Datos de la tarea.

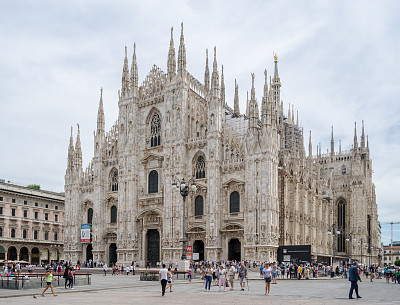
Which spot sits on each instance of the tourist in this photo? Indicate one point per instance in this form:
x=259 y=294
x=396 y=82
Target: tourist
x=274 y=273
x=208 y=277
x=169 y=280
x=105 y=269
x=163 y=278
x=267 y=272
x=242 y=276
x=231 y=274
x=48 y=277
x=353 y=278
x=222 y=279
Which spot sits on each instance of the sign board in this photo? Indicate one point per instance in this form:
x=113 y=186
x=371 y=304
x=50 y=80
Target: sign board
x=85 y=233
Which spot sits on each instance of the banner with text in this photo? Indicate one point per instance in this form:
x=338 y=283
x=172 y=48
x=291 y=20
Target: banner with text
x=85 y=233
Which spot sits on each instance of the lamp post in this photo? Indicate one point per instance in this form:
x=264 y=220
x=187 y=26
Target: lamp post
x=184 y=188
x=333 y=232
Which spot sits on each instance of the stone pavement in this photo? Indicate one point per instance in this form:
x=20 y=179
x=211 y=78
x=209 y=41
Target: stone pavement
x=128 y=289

* * *

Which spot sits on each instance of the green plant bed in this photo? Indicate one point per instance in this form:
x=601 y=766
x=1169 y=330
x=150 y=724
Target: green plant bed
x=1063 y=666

==

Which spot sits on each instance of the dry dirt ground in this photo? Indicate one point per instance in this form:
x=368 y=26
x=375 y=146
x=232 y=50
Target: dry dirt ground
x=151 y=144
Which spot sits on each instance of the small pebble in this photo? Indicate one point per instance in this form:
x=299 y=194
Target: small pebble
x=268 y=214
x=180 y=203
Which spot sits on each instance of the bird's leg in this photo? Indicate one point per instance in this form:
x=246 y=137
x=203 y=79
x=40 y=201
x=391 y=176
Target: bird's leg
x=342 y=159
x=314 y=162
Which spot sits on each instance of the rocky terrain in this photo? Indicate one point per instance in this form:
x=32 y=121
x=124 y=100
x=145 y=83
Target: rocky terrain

Objetivo. Reproduce sin cambios las líneas del material que empiezan en la que contiene "Which spot sits on each instance of the sign" y siguen hasta la que contiene "x=128 y=289", ambas incluidas.

Resultado del ejercicio.
Which spot sits on each instance of the sign board in this photo? Indicate one point per instance in this form:
x=113 y=186
x=371 y=304
x=50 y=80
Target: sign board
x=85 y=233
Which spot sits on each instance of the banner with text in this photo? Indicate one point per instance in this form:
x=338 y=283
x=172 y=48
x=291 y=20
Target: banner with text
x=85 y=233
Which spot sits on each instance of the lamp post in this photo? Indicate one point per instance in this form:
x=264 y=220
x=187 y=26
Target: lamp post
x=184 y=188
x=333 y=232
Which spot sits on each instance of the stone pavement in this photo? Indicate one point per instance in this form:
x=20 y=179
x=211 y=78
x=209 y=41
Target: stone pavement
x=128 y=289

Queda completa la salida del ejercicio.